Required action |
Please repeat the line that contains "Where the object" and every line after it, exactly, through the end of the records.

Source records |

- - -

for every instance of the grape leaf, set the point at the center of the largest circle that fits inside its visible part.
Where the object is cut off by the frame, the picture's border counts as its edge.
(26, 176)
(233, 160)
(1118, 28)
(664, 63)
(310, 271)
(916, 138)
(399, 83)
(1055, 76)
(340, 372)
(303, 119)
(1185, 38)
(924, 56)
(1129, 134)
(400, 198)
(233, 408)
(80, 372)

- - -

Result of the task |
Where the object is cut off by the frame, the picture's border counts as its edge.
(26, 176)
(233, 160)
(1118, 28)
(664, 63)
(310, 271)
(916, 138)
(399, 83)
(1055, 76)
(340, 372)
(303, 119)
(1185, 38)
(924, 56)
(1129, 134)
(400, 198)
(233, 408)
(80, 372)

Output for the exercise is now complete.